## What you need to do
- a) In the article on e-cigarette rules in Hong Kong, why did Professor Sophia Chan say the government would step up measures on electronic cigarette control? Answer in one to three sentences.
- b) Pick up the Hong Kong e-cigarette article after its last sentence and carry it on.

## Study text
• November 25, 2024

Less-risky rewards on offer

 Less-risky rewards on offer

Photo by Colin Tsoi

Hong Kong photo
Photo by Colin Tsoi

The government of Hong Kong has been urged to regulate electronic cigarettes rather than ban them, according to a story by Alex Fok for the Harbour Times.

On December 24, the acting Secretary for Food and Health, Professor Sophia Chan, said that the government would step up measures on electronic cigarette control because of ‘worries over possible cancer-causing substances and e-cigarettes being a potential gateway to smoking’.

But on a visit to Hong Kong, Dr. Stephen Jenkins, director of regulatory and medical affairs for Nicoventures’ [British American Tobacco] Asia-Pacific region, renewed his call for electronic cigarettes to be regulated instead of banned.

He said that electronic cigarettes had undergone significant public health scrutiny.

“Canada and New Zealand are moving towards regulating e-cigarettes, and Vietnam is considering it,” Jenkins said. “These are governments that have had a very strong position [on electronic cigarettes] for many years. But the evidence is compelling and they are considering it.”

Meanwhile, Fok reported that David Sweanor, an adjunct law professor at the University of Ottawa, Canada, had compared fear of vapor products to the demonization of immunization techniques.

Source data
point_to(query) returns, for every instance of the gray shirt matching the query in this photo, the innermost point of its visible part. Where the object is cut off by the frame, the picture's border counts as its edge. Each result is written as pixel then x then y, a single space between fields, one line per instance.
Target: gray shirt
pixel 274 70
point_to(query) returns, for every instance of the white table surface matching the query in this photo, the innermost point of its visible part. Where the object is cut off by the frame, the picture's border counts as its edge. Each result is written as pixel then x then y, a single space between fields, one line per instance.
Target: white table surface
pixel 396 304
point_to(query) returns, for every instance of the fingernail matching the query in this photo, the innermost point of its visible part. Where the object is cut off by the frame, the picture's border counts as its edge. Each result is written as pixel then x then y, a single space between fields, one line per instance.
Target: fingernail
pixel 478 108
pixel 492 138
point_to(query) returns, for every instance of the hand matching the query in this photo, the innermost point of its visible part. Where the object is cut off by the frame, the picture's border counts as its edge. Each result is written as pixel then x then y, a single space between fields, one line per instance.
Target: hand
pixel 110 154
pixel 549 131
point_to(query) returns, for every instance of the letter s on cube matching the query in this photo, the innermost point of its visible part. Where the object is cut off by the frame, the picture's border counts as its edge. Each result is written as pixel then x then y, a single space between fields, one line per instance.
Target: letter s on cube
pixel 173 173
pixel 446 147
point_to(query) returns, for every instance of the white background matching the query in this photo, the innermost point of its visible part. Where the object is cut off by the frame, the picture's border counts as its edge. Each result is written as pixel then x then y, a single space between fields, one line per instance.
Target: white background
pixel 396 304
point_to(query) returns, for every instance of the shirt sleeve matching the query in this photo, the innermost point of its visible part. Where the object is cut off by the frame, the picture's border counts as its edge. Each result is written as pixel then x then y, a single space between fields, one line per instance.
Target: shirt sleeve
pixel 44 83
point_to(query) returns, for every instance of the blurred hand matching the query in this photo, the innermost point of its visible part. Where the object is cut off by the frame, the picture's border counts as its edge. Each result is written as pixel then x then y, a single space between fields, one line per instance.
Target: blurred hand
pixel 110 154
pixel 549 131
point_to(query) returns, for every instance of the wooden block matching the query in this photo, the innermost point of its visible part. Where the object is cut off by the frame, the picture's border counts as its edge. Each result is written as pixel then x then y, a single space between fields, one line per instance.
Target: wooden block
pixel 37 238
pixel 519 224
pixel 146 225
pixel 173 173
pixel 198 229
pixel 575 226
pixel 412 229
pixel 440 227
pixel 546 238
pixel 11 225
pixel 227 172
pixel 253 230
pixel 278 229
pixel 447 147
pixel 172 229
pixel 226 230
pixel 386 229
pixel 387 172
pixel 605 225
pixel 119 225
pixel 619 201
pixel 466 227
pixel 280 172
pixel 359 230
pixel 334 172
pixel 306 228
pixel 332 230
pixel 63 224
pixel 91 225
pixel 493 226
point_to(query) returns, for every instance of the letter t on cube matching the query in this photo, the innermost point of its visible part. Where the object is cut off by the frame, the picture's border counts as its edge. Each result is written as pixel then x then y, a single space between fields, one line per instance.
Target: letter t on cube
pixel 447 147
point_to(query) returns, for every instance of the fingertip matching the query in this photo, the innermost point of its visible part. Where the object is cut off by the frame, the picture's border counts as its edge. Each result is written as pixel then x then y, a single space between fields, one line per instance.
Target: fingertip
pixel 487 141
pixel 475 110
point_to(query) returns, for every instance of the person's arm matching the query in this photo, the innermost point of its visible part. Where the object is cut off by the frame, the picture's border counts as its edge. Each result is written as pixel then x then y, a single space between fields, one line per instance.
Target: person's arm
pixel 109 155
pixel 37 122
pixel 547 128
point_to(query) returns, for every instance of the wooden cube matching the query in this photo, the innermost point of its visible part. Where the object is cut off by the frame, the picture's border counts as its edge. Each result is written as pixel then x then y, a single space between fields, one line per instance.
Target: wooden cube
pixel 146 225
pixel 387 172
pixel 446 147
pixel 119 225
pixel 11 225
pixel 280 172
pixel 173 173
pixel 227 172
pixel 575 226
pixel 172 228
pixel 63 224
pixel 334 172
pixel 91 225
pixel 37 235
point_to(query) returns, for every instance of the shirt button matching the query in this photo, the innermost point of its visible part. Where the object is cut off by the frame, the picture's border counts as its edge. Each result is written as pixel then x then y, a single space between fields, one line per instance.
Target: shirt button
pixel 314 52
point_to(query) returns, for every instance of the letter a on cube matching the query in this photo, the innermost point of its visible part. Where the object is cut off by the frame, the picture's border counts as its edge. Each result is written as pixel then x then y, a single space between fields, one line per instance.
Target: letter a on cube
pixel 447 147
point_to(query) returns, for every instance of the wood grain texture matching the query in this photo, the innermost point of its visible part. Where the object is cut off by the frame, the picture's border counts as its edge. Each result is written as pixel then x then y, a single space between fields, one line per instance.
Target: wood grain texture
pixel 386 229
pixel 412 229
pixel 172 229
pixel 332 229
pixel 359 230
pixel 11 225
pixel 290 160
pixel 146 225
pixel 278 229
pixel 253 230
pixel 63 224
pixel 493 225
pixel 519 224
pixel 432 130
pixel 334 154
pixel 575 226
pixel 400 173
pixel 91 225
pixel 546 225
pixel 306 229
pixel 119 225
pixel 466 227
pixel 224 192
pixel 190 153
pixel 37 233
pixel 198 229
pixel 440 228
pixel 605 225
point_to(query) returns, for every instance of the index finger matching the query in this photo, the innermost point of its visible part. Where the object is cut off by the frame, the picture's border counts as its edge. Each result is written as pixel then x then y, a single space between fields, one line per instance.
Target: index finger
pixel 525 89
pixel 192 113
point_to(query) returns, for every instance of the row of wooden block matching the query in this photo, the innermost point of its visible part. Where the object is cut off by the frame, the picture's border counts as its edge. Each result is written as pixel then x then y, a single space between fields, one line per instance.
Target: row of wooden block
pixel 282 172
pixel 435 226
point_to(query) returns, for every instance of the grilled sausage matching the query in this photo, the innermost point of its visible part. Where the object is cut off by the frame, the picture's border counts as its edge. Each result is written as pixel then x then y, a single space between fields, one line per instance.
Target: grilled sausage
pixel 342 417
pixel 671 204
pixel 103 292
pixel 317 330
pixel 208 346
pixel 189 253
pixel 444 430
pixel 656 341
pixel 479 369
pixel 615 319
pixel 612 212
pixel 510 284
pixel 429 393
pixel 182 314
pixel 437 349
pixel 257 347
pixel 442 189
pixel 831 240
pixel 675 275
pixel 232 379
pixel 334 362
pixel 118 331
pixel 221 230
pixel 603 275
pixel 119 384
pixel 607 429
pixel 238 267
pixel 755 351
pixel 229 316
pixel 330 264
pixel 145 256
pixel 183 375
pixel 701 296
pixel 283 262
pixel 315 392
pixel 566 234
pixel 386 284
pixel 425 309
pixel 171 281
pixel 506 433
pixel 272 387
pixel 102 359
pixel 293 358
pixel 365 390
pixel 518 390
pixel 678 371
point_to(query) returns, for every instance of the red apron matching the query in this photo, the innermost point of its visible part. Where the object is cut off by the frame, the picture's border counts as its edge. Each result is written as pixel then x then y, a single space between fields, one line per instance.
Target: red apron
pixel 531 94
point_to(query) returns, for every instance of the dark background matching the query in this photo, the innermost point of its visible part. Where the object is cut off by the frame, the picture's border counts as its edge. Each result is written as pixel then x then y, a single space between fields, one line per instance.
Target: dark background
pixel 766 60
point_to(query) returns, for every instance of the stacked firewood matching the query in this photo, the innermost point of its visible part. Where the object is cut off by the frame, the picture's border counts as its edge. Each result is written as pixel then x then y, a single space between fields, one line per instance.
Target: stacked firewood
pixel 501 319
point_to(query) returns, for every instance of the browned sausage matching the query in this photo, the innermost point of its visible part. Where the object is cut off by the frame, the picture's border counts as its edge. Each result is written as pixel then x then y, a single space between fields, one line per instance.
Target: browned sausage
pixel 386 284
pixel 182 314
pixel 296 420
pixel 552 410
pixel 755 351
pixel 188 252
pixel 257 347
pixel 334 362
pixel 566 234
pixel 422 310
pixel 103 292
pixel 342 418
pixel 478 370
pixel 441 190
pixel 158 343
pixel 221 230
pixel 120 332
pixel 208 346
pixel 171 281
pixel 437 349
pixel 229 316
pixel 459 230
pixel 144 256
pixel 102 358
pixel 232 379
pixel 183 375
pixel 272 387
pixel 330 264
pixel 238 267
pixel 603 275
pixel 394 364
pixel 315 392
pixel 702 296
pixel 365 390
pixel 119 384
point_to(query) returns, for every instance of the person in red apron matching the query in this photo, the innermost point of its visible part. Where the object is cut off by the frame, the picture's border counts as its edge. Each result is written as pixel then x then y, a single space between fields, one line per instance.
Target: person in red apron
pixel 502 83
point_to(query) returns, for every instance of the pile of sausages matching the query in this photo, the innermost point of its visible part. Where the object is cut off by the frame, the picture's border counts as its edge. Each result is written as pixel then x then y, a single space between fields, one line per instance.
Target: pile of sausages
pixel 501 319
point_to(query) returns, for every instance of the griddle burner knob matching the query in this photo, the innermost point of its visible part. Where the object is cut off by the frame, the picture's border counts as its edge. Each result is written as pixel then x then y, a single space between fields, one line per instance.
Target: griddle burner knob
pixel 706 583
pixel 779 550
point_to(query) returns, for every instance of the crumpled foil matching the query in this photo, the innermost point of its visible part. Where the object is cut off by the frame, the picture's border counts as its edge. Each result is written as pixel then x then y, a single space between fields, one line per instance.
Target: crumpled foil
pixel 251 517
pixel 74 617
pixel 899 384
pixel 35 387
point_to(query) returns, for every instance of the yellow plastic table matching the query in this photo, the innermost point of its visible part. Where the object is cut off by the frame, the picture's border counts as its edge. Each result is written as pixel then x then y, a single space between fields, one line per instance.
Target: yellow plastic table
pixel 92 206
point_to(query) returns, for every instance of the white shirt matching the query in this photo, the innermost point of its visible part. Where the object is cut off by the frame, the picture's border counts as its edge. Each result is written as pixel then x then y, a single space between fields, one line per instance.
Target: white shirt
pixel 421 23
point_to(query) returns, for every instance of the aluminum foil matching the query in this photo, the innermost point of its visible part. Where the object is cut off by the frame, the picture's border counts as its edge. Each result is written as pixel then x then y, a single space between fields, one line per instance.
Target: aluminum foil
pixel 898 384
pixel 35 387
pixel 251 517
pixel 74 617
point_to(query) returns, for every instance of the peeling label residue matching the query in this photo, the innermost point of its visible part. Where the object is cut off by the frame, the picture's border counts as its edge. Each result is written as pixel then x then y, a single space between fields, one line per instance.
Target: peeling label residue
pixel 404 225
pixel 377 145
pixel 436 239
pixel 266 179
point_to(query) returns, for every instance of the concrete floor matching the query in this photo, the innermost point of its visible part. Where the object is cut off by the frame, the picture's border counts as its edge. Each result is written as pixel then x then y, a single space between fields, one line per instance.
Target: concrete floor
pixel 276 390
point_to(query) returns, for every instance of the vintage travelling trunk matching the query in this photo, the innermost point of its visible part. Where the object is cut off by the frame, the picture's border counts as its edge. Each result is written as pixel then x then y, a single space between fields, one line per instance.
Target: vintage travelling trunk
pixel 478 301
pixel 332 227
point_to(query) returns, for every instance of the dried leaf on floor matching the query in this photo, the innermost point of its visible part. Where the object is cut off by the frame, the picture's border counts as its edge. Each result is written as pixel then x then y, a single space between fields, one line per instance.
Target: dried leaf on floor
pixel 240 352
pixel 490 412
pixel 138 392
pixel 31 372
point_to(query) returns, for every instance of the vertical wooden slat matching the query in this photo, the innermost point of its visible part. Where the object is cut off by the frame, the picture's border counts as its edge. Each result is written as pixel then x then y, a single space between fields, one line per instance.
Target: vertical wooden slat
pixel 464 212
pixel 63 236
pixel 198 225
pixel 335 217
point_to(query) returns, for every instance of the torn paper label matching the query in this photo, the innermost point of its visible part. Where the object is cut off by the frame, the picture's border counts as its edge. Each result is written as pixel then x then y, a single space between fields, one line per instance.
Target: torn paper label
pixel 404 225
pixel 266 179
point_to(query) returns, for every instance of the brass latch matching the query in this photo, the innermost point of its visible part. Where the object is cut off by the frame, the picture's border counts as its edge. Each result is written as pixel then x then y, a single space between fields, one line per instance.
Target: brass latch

## Per-task outputs
- a) She said the government would step up control because of worries over possible cancer-causing substances. It was also concerned that e-cigarettes could be a potential gateway to smoking.

- b)
Speaking at TEDxHongKong earlier this month, Sweanor said that science was indicating that the real problem was the smoke. And given that some people would not be able to quit their habit soon, the question arose as to what would happen if encouragement were given through regulatory interventions to make less harmful products more readily available.

Companies were trying to move into this area because they had to, Sweanor was quoted as saying. Companies either innovated when faced with disruptive technology or they got blown away by it, unless they were protected by regulators or by, in this case, anti-smoking groups that prevented the alternative products coming out and, by doing so, protected traditional tobacco cigarettes.

“The first jurisdictions that get it right have the potential of creating an enormous business by being able to then export that technology worldwide,” Sweanor said. “So this is an opportunity where some people can make billions of dollars saving billions of lives.”